> _Work task_:
Within the data below, find the string "apron" and return each line where it occurs.

> _Data provided_:
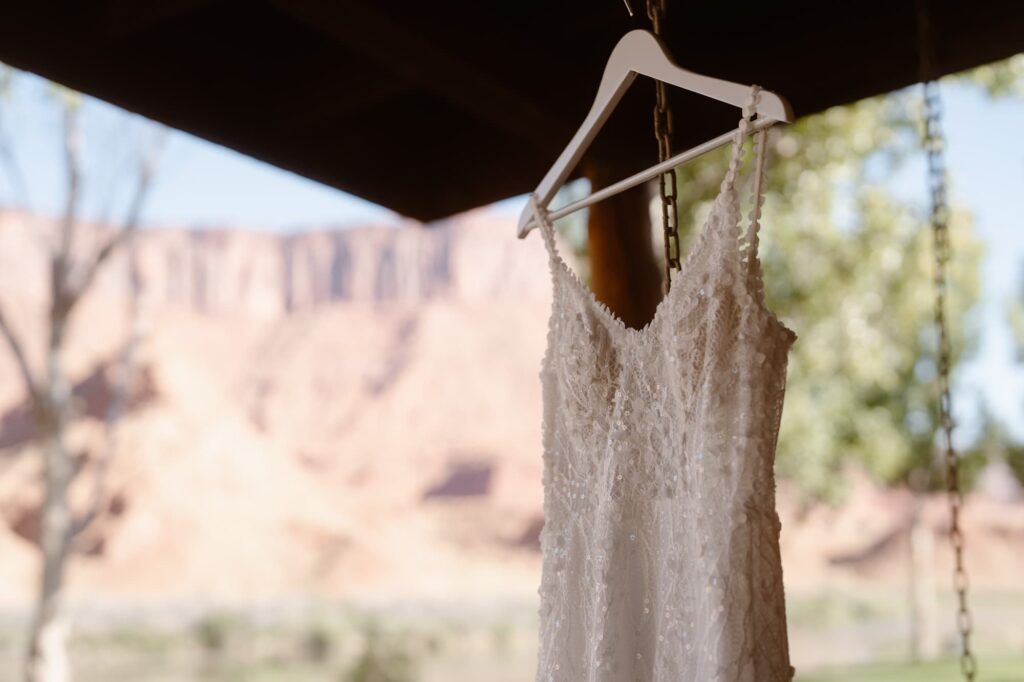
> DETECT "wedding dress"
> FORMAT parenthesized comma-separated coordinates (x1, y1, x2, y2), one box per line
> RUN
(530, 86, 797, 682)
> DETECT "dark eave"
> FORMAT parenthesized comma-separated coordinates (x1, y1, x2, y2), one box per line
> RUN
(1, 1, 1022, 221)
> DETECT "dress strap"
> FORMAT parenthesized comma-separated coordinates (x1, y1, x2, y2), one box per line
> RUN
(719, 85, 762, 196)
(528, 192, 561, 264)
(714, 85, 771, 292)
(743, 126, 770, 284)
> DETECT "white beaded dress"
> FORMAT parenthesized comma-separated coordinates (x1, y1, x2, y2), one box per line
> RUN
(530, 86, 797, 682)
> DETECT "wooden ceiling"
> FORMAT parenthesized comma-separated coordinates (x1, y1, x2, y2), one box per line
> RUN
(1, 1, 1022, 221)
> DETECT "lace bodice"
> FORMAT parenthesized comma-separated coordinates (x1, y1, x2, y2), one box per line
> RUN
(531, 87, 797, 682)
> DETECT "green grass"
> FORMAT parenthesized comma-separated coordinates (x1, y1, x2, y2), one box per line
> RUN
(787, 591, 895, 628)
(1, 597, 1020, 682)
(797, 656, 1023, 682)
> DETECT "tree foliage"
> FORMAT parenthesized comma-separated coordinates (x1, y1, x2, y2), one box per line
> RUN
(959, 53, 1024, 99)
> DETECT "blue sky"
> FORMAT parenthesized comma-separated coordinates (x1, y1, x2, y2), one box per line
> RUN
(2, 68, 1023, 441)
(0, 73, 399, 230)
(938, 83, 1024, 439)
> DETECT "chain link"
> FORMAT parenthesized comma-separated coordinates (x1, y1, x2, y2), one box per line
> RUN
(915, 1, 976, 677)
(646, 0, 681, 294)
(922, 78, 977, 682)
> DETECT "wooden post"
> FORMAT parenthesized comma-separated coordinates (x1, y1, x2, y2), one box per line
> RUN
(582, 161, 663, 330)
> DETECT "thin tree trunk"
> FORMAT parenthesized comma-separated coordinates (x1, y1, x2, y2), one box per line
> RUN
(583, 161, 662, 329)
(76, 235, 143, 538)
(26, 436, 73, 682)
(26, 312, 73, 682)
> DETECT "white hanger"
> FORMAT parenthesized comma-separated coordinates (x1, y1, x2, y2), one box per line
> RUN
(518, 29, 794, 238)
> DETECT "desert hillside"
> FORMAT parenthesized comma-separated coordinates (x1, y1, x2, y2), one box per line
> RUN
(0, 208, 1020, 609)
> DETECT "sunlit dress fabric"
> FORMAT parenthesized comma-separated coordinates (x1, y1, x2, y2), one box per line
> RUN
(531, 86, 797, 682)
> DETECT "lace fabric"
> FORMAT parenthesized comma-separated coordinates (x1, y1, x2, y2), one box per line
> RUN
(531, 86, 797, 682)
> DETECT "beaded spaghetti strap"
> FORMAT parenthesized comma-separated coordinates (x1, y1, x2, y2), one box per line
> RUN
(743, 127, 770, 301)
(719, 85, 762, 200)
(718, 85, 773, 304)
(528, 192, 561, 266)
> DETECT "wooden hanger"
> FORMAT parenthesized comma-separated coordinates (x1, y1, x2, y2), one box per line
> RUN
(518, 29, 793, 238)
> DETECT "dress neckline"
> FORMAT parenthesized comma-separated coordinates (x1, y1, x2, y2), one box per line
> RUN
(533, 192, 729, 339)
(528, 83, 796, 345)
(533, 195, 797, 347)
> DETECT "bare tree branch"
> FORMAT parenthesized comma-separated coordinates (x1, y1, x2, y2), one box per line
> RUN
(56, 101, 82, 266)
(71, 226, 134, 302)
(68, 130, 161, 304)
(0, 304, 39, 403)
(73, 285, 141, 538)
(71, 131, 162, 539)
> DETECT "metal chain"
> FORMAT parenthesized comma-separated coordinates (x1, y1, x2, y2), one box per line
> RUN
(921, 79, 977, 682)
(915, 1, 976, 678)
(646, 0, 681, 294)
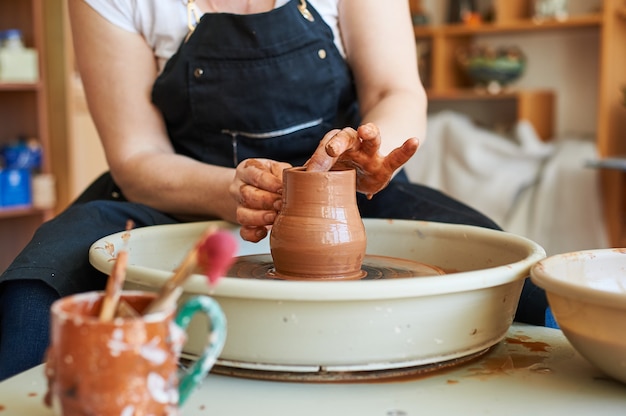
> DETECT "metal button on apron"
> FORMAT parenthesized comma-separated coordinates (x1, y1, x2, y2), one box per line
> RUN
(193, 68, 204, 78)
(318, 49, 326, 59)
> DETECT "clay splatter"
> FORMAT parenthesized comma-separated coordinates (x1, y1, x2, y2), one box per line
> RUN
(460, 334, 552, 380)
(506, 335, 551, 353)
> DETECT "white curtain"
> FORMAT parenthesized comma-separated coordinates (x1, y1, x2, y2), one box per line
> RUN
(404, 111, 609, 256)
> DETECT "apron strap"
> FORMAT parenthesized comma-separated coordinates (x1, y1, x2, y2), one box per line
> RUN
(298, 0, 314, 22)
(185, 0, 201, 41)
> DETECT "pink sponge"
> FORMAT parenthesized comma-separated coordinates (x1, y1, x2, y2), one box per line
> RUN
(196, 230, 238, 285)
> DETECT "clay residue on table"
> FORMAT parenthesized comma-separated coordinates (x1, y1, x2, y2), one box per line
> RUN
(505, 335, 550, 353)
(458, 333, 553, 381)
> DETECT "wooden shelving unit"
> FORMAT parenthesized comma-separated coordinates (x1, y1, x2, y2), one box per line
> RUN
(412, 0, 626, 247)
(414, 13, 604, 37)
(0, 0, 55, 271)
(427, 89, 555, 140)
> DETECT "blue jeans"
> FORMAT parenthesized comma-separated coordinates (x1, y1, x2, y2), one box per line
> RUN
(0, 183, 178, 382)
(0, 280, 59, 381)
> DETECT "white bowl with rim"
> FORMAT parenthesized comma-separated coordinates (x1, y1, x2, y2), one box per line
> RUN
(531, 248, 626, 384)
(90, 219, 545, 379)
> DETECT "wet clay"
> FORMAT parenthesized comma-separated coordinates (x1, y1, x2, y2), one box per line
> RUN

> _Task output_:
> DETECT "metal button on apron"
> DETECT "apron strap"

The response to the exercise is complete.